YOUR ASSIGNMENT = An exact copy of every record is needed.

-=-=-

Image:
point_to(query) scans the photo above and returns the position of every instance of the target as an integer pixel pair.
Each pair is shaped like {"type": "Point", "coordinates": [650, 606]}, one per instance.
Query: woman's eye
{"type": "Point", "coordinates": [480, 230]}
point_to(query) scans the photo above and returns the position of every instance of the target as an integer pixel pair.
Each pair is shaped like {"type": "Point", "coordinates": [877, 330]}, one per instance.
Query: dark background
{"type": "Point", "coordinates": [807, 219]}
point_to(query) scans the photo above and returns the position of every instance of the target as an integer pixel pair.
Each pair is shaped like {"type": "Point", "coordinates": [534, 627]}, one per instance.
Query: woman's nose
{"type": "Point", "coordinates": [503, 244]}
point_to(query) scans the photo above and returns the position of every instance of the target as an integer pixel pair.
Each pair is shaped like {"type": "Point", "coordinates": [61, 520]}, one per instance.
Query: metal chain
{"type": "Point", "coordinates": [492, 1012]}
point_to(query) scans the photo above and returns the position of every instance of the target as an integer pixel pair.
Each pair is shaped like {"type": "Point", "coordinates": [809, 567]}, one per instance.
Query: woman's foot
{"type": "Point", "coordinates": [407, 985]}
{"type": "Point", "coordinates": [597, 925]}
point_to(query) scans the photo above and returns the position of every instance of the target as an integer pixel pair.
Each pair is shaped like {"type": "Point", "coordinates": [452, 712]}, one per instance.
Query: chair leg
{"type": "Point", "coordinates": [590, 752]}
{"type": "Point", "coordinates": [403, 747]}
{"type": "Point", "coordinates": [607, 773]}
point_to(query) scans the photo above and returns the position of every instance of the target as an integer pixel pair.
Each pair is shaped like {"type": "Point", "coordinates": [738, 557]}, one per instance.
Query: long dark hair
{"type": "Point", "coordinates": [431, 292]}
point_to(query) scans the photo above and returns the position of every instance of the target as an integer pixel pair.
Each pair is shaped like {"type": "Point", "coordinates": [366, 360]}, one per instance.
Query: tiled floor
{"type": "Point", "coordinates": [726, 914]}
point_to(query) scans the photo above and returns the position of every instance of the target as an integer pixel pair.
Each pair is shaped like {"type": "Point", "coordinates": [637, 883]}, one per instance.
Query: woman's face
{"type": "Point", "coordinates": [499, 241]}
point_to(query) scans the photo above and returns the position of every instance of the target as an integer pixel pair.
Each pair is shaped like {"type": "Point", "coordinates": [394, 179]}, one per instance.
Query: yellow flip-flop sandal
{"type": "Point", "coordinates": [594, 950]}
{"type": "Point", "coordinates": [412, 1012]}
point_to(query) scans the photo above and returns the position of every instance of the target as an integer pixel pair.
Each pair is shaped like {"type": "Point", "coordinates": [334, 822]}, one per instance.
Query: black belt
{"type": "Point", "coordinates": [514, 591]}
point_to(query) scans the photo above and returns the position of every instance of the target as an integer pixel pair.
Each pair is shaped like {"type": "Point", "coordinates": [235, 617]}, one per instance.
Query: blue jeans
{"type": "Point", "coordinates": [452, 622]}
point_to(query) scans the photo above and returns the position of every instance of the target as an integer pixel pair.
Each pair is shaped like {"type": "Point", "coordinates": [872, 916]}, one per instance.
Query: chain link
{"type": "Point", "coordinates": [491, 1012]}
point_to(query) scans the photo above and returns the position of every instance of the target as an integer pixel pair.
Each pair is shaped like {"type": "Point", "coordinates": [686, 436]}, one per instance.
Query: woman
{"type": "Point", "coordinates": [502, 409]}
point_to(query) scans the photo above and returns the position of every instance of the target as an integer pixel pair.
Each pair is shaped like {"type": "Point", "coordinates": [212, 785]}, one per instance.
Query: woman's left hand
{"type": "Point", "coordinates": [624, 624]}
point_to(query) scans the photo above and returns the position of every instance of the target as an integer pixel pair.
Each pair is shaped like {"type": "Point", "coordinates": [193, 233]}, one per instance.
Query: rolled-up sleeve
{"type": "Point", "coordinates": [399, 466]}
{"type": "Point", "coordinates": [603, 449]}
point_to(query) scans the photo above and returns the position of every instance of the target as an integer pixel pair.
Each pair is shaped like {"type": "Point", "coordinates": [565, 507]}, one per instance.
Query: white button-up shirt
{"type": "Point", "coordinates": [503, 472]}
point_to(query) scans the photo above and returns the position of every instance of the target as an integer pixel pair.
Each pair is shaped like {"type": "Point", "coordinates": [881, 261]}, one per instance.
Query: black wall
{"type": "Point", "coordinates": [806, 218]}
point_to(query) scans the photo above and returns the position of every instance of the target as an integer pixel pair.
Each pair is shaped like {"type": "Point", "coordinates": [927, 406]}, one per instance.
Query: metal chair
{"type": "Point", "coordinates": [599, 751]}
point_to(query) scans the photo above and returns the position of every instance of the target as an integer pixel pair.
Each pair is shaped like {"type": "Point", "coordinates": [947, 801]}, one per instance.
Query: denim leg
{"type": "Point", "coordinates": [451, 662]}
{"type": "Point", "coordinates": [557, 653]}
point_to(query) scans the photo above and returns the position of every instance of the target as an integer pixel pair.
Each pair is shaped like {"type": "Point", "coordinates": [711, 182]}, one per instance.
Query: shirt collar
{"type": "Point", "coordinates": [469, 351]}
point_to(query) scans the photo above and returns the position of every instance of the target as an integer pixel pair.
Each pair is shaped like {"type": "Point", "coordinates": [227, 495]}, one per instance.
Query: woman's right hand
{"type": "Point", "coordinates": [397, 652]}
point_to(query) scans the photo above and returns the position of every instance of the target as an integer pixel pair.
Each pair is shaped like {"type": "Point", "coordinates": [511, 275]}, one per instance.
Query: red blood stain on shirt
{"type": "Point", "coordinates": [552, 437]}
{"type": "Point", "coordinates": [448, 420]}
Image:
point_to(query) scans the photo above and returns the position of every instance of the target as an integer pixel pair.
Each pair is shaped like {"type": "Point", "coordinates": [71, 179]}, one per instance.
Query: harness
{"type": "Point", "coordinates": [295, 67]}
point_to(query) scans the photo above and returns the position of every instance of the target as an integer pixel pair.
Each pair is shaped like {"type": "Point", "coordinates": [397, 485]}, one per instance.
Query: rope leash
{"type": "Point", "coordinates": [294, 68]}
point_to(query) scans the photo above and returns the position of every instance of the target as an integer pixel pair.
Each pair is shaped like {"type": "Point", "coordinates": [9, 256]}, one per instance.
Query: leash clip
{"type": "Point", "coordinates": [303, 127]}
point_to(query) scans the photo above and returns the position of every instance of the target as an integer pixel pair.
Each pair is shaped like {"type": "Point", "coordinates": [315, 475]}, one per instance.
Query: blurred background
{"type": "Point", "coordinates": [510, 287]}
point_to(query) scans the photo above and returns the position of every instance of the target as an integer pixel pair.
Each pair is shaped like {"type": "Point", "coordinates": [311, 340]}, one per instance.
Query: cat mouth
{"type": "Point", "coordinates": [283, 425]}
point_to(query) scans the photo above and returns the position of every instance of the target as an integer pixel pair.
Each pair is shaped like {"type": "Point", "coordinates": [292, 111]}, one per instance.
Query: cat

-=-=-

COMPLETED EXERCISE =
Image:
point_to(query) scans the photo above and returns the position of every instance of the target as an integer pixel pair.
Each pair is shaped like {"type": "Point", "coordinates": [650, 606]}, one per instance.
Query: woman's eye
{"type": "Point", "coordinates": [480, 230]}
point_to(query) scans the photo above and returns the position of every instance of the target as an integer pixel pair.
Each pair is shaped like {"type": "Point", "coordinates": [877, 330]}, one per instance.
Query: dark background
{"type": "Point", "coordinates": [807, 219]}
point_to(query) scans the photo above and returns the position of every instance of the target as an integer pixel pair.
Each pair is shaped like {"type": "Point", "coordinates": [534, 627]}, one per instance.
Query: woman's nose
{"type": "Point", "coordinates": [503, 244]}
point_to(query) scans the photo above and returns the position of every instance of the target as an integer pixel pair.
Each pair is shaped like {"type": "Point", "coordinates": [61, 520]}, one per instance.
Query: metal chain
{"type": "Point", "coordinates": [492, 1012]}
point_to(query) scans the photo above and returns the position of every instance of the target as an integer pixel pair.
Each pair is shaped like {"type": "Point", "coordinates": [809, 567]}, one per instance.
Query: woman's foot
{"type": "Point", "coordinates": [407, 985]}
{"type": "Point", "coordinates": [597, 925]}
point_to(query) scans the photo above and returns the position of every instance of the target as an integer pixel pair.
Each pair is shaped like {"type": "Point", "coordinates": [452, 712]}, one per instance.
Query: chair leg
{"type": "Point", "coordinates": [590, 752]}
{"type": "Point", "coordinates": [403, 747]}
{"type": "Point", "coordinates": [607, 773]}
point_to(query) scans the photo above and returns the position of every instance of the target as an integer pixel pair.
Each pair is shaped like {"type": "Point", "coordinates": [738, 557]}, one per instance.
Query: long dark hair
{"type": "Point", "coordinates": [431, 292]}
point_to(query) scans the photo above and returns the position of every instance of the target as an integer pixel pair.
Each pair is shaped like {"type": "Point", "coordinates": [366, 360]}, one per instance.
Query: tiled floor
{"type": "Point", "coordinates": [726, 914]}
point_to(query) scans the photo above and returns the position of every instance of the target as an integer pixel pair.
Each pair is shaped like {"type": "Point", "coordinates": [637, 883]}, one per instance.
Query: woman's face
{"type": "Point", "coordinates": [499, 241]}
point_to(query) scans the photo above and returns the position of every instance of the target as an integer pixel pair.
Each pair is shaped like {"type": "Point", "coordinates": [394, 179]}, one per instance.
Query: yellow flip-flop sandal
{"type": "Point", "coordinates": [594, 950]}
{"type": "Point", "coordinates": [412, 1012]}
point_to(query) scans the photo above and returns the position of every instance of the target as an integer pixel pair.
Each pair is shaped like {"type": "Point", "coordinates": [334, 822]}, one per instance.
Query: black belt
{"type": "Point", "coordinates": [514, 591]}
point_to(query) scans the photo above and returns the position of every instance of the target as an integer pixel pair.
Each pair is shaped like {"type": "Point", "coordinates": [235, 617]}, one per instance.
Query: blue jeans
{"type": "Point", "coordinates": [452, 622]}
point_to(query) scans the photo above and returns the position of every instance of the target as an integer pixel pair.
Each pair is shaped like {"type": "Point", "coordinates": [872, 916]}, one per instance.
Query: chain link
{"type": "Point", "coordinates": [491, 1012]}
point_to(query) scans the photo above and returns the position of every instance of the target as an integer pixel pair.
Each pair is shaped like {"type": "Point", "coordinates": [686, 436]}, one per instance.
Query: woman
{"type": "Point", "coordinates": [502, 409]}
point_to(query) scans the photo above and returns the position of every instance of the target as an integer pixel pair.
Each pair is shaped like {"type": "Point", "coordinates": [212, 785]}, one per instance.
Query: woman's left hand
{"type": "Point", "coordinates": [624, 624]}
point_to(query) scans the photo above and returns the position of every instance of the target as an integer pixel pair.
Each pair is shaped like {"type": "Point", "coordinates": [193, 233]}, one per instance.
Query: rolled-up sleeve
{"type": "Point", "coordinates": [399, 466]}
{"type": "Point", "coordinates": [603, 449]}
point_to(query) scans the photo above and returns the position of every instance of the target as an integer pixel pair.
Each pair is shaped like {"type": "Point", "coordinates": [565, 507]}, one per instance.
Query: white button-up shirt
{"type": "Point", "coordinates": [503, 472]}
point_to(query) scans the photo above and returns the position of every instance of the target as an integer pixel pair.
Each pair is shaped like {"type": "Point", "coordinates": [881, 261]}, one per instance.
Query: black wall
{"type": "Point", "coordinates": [806, 218]}
point_to(query) scans the photo above and returns the position of every instance of the target as an integer pixel pair.
Each pair is shaped like {"type": "Point", "coordinates": [927, 406]}, one per instance.
Query: metal chair
{"type": "Point", "coordinates": [599, 751]}
point_to(query) scans the photo above and returns the position of every instance of the target as an integer pixel pair.
Each pair is shaped like {"type": "Point", "coordinates": [947, 801]}, one per instance.
Query: denim leg
{"type": "Point", "coordinates": [451, 662]}
{"type": "Point", "coordinates": [557, 653]}
point_to(query) scans the photo above and returns the position of every instance of the target as an integer pixel pair.
Each pair is shaped like {"type": "Point", "coordinates": [711, 182]}, one per instance.
Query: shirt collar
{"type": "Point", "coordinates": [469, 351]}
point_to(query) scans the photo above and returns the position of every instance of the target as an integer pixel pair.
Each pair is shaped like {"type": "Point", "coordinates": [227, 495]}, one per instance.
Query: woman's right hand
{"type": "Point", "coordinates": [397, 652]}
point_to(query) scans the photo above and returns the position of every instance of the target as an integer pixel pair.
Each pair is shaped like {"type": "Point", "coordinates": [511, 275]}, one per instance.
Query: red blood stain on shirt
{"type": "Point", "coordinates": [552, 437]}
{"type": "Point", "coordinates": [448, 420]}
Image:
point_to(query) scans the photo above and returns the position of every instance of the target as an integer pixel pair.
Each pair is shaped like {"type": "Point", "coordinates": [71, 179]}, one per instance.
Query: harness
{"type": "Point", "coordinates": [295, 67]}
point_to(query) scans the photo above and returns the position of every instance of the target as an integer pixel pair.
Each pair is shaped like {"type": "Point", "coordinates": [397, 485]}, one per instance.
Query: rope leash
{"type": "Point", "coordinates": [294, 68]}
point_to(query) scans the photo above and returns the position of every instance of the target as an integer pixel pair.
Each pair is shaped like {"type": "Point", "coordinates": [9, 256]}, one per instance.
Query: leash clip
{"type": "Point", "coordinates": [303, 127]}
point_to(query) scans the photo above and returns the position of every instance of the target as an integer pixel pair.
Each pair is shaped like {"type": "Point", "coordinates": [315, 475]}, one per instance.
Query: blurred background
{"type": "Point", "coordinates": [510, 287]}
point_to(query) scans the photo above and returns the position of every instance of the target as an integer pixel pair.
Each pair is shaped like {"type": "Point", "coordinates": [311, 340]}, one per instance.
Query: cat mouth
{"type": "Point", "coordinates": [283, 425]}
point_to(query) scans the photo above and returns the position of every instance of the target as an integer pixel pair.
Each pair is shaped like {"type": "Point", "coordinates": [292, 111]}, one per instance.
Query: cat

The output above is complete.